PROBLEM REQUIREMENTS: Reproduce the passage below on fins and capillary grooves word for word, in full.

The width of the first fin 2121 ranges from 0.6 mm to 1.0 mm, and the width of the first capillary groove 2122 ranges from 0.3 mm to 0.5 mm; the width of the second fin 2123 ranges from 0.6 mm to 1.0 mm, and the width of the second capillary groove 2124 ranges from 0.3 mm to 0.5 mm; and the width of the third capillary groove 2125 ranges from 0.3 mm to 0.5 mm.

The first capillary groove 2122 and the second capillary groove 2124 are in communication with the first airway section 11 and the second space 23, so that the liquid entering the start channel 1 may flow into the second space 23 through the first capillary groove 2122 and the second capillary groove 2124, and be absorbed by the porous liquid storage element 211 in the second space 23, thereby keeping the smoothness of the start channel 1, and preventing the liquid from soaking the airflow sensor 2.

In this embodiment, distances from the ends of the plurality of first fins 2121 close to the first airway section 11 to a central axis of the first airway section 11 are equal to each other and range from 0.9 mm to 1.5 mm. The distances from the ends of the plurality of first fins 2121 away from the first airway section 11 to the central axis of the first airway section 11 are equal. Distances from the ends of the plurality of second fins 2123 close to the first airway section 11 to the central axis of the first airway section 11 are equal. The distances from the ends of the plurality of second fins 2123 away from the first airway section 11 to the central axis of the first airway section 11 may be equal or may be not equal, as long as the ends of the plurality of second fins 2123 away from the first airway section 11 are in contact with the porous liquid storage element 211.

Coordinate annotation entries
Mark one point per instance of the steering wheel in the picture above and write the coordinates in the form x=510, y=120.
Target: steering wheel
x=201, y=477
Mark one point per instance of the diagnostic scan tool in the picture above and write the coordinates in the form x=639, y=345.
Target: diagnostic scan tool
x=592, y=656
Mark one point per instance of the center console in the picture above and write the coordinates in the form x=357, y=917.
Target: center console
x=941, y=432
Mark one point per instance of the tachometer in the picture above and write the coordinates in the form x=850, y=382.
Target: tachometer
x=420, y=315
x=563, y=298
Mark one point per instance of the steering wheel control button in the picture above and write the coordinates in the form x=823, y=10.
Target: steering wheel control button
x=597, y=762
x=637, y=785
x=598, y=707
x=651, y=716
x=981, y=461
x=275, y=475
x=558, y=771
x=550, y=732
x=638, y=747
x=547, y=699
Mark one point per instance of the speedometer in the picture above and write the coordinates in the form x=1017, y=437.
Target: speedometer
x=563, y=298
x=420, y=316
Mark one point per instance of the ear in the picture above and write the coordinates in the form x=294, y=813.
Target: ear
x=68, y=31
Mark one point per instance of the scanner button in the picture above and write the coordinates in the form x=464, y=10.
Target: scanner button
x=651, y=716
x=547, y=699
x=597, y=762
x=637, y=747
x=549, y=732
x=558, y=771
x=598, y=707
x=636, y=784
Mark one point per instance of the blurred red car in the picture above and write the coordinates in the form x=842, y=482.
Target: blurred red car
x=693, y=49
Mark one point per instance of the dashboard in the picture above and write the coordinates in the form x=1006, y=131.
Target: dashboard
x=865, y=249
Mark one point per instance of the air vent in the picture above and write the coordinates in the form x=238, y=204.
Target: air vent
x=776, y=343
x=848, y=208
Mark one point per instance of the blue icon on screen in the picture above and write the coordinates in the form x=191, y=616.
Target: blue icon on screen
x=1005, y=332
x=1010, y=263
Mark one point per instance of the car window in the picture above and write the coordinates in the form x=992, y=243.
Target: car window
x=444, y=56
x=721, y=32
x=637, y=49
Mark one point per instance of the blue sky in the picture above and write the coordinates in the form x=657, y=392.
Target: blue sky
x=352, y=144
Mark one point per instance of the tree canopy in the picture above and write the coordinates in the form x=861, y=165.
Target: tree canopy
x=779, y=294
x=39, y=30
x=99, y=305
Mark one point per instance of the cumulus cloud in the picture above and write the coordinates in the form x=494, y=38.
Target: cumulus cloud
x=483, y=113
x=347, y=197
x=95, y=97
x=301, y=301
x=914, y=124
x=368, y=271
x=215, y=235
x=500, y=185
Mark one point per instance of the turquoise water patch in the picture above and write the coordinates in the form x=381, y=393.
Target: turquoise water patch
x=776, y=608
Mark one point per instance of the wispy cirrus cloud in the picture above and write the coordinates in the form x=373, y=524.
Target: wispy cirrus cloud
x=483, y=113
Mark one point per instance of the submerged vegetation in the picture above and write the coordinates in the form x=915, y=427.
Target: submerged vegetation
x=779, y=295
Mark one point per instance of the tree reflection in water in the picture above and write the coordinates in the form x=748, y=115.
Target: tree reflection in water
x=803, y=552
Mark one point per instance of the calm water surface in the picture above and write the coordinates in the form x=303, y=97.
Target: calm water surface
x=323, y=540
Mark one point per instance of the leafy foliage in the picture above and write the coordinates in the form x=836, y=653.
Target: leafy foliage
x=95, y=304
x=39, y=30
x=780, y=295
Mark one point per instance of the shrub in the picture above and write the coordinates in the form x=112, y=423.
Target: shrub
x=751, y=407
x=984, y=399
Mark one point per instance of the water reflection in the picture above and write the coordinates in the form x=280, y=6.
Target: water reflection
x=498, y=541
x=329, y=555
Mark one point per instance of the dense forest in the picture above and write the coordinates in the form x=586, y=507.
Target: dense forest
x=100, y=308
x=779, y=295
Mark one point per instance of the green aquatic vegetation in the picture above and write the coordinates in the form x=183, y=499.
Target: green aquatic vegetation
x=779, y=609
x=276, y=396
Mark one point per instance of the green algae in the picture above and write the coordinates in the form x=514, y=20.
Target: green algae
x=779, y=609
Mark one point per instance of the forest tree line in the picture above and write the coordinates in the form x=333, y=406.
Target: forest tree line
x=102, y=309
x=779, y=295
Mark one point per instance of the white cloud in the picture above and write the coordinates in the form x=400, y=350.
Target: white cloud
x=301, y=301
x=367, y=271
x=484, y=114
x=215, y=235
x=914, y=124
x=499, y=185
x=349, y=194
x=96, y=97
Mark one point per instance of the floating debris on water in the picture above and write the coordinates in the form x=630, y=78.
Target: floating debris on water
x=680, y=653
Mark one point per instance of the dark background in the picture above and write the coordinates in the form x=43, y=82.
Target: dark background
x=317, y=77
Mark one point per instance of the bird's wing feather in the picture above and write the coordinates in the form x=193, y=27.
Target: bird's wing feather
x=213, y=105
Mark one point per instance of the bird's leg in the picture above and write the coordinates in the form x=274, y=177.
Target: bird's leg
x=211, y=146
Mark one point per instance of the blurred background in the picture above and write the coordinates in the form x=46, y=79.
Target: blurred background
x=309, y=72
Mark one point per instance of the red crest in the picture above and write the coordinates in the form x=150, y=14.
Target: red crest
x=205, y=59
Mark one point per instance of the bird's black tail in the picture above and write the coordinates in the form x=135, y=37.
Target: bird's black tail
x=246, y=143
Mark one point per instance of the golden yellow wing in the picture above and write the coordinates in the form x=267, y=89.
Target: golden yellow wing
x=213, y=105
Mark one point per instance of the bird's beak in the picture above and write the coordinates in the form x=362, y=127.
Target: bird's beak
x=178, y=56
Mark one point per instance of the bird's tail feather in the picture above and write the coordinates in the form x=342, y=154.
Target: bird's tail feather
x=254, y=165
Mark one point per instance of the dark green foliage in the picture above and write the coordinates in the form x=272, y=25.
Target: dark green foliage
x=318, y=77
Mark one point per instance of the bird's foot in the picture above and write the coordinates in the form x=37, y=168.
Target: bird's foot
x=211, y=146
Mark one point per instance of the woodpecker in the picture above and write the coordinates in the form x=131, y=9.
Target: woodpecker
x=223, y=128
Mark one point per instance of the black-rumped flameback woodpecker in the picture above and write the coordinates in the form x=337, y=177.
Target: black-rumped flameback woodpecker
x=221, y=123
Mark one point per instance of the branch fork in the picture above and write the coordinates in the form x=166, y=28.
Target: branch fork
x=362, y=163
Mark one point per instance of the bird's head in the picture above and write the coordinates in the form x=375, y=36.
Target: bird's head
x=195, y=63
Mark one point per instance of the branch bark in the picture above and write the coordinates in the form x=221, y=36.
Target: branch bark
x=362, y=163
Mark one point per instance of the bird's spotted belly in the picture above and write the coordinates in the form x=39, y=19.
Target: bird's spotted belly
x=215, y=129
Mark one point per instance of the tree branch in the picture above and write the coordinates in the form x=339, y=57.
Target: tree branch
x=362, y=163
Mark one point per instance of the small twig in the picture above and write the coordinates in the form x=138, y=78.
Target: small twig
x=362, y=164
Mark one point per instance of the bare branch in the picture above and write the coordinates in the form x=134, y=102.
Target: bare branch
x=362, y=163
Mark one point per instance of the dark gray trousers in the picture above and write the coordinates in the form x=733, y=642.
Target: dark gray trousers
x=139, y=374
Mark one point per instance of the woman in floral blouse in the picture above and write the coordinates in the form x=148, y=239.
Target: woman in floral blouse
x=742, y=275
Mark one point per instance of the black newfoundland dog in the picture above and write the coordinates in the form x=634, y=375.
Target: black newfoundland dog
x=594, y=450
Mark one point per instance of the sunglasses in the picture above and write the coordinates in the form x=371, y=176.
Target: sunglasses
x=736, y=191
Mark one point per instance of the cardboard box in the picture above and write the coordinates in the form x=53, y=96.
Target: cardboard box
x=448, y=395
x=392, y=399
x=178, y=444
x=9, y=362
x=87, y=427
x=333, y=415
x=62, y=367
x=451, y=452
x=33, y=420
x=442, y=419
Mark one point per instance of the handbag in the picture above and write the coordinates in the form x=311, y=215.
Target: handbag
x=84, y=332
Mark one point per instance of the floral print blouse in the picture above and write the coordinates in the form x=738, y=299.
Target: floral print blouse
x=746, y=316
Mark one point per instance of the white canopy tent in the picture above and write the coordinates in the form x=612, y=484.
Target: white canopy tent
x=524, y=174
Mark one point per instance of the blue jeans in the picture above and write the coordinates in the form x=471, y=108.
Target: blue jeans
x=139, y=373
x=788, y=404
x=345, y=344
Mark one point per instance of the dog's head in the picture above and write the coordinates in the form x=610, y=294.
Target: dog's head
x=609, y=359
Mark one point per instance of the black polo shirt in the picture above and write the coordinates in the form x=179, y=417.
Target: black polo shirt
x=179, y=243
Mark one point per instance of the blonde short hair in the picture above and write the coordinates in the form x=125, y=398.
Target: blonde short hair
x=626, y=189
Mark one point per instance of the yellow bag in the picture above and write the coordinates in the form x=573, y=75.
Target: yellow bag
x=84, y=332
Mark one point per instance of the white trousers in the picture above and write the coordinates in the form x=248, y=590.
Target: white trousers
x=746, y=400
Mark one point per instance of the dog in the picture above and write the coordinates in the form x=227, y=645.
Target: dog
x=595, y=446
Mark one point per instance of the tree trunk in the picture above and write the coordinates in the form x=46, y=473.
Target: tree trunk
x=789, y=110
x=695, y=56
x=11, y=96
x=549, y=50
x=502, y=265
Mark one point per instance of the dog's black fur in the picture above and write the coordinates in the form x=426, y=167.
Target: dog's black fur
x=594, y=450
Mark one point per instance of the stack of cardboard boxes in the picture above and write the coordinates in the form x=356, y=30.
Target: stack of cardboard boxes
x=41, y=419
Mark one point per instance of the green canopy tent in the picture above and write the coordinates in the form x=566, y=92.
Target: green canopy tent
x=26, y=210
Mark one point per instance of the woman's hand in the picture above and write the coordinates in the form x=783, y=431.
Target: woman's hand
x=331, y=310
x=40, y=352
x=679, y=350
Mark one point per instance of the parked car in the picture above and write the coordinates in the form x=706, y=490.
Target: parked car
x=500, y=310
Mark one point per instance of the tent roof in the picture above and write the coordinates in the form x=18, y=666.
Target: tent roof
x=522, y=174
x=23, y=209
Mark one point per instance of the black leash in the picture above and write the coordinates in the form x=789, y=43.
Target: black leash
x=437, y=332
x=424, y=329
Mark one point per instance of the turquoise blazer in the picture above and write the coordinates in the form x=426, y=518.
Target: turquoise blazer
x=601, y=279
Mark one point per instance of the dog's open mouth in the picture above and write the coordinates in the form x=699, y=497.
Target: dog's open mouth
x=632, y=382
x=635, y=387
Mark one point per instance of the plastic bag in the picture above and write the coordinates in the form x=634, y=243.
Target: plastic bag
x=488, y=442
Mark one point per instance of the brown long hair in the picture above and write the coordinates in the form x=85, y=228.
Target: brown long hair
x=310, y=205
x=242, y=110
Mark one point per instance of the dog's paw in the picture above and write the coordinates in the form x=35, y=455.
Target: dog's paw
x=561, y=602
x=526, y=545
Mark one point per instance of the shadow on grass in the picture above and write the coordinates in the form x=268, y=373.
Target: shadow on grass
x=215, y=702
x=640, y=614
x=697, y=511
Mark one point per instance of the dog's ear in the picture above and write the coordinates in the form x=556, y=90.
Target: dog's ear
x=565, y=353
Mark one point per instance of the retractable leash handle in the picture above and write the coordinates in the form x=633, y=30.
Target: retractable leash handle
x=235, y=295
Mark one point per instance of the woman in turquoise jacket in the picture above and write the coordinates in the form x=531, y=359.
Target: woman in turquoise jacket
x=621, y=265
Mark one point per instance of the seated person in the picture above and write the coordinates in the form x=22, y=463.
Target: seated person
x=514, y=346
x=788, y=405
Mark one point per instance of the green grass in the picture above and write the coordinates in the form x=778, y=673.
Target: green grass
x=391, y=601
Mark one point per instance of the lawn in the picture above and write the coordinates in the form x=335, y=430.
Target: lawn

TASK RESPONSE:
The width of the first fin 2121 ranges from 0.6 mm to 1.0 mm, and the width of the first capillary groove 2122 ranges from 0.3 mm to 0.5 mm; the width of the second fin 2123 ranges from 0.6 mm to 1.0 mm, and the width of the second capillary groove 2124 ranges from 0.3 mm to 0.5 mm; and the width of the third capillary groove 2125 ranges from 0.3 mm to 0.5 mm.

The first capillary groove 2122 and the second capillary groove 2124 are in communication with the first airway section 11 and the second space 23, so that the liquid entering the start channel 1 may flow into the second space 23 through the first capillary groove 2122 and the second capillary groove 2124, and be absorbed by the porous liquid storage element 211 in the second space 23, thereby keeping the smoothness of the start channel 1, and preventing the liquid from soaking the airflow sensor 2.

In this embodiment, distances from the ends of the plurality of first fins 2121 close to the first airway section 11 to a central axis of the first airway section 11 are equal to each other and range from 0.9 mm to 1.5 mm. The distances from the ends of the plurality of first fins 2121 away from the first airway section 11 to the central axis of the first airway section 11 are equal. Distances from the ends of the plurality of second fins 2123 close to the first airway section 11 to the central axis of the first airway section 11 are equal. The distances from the ends of the plurality of second fins 2123 away from the first airway section 11 to the central axis of the first airway section 11 may be equal or may be not equal, as long as the ends of the plurality of second fins 2123 away from the first airway section 11 are in contact with the porous liquid storage element 211.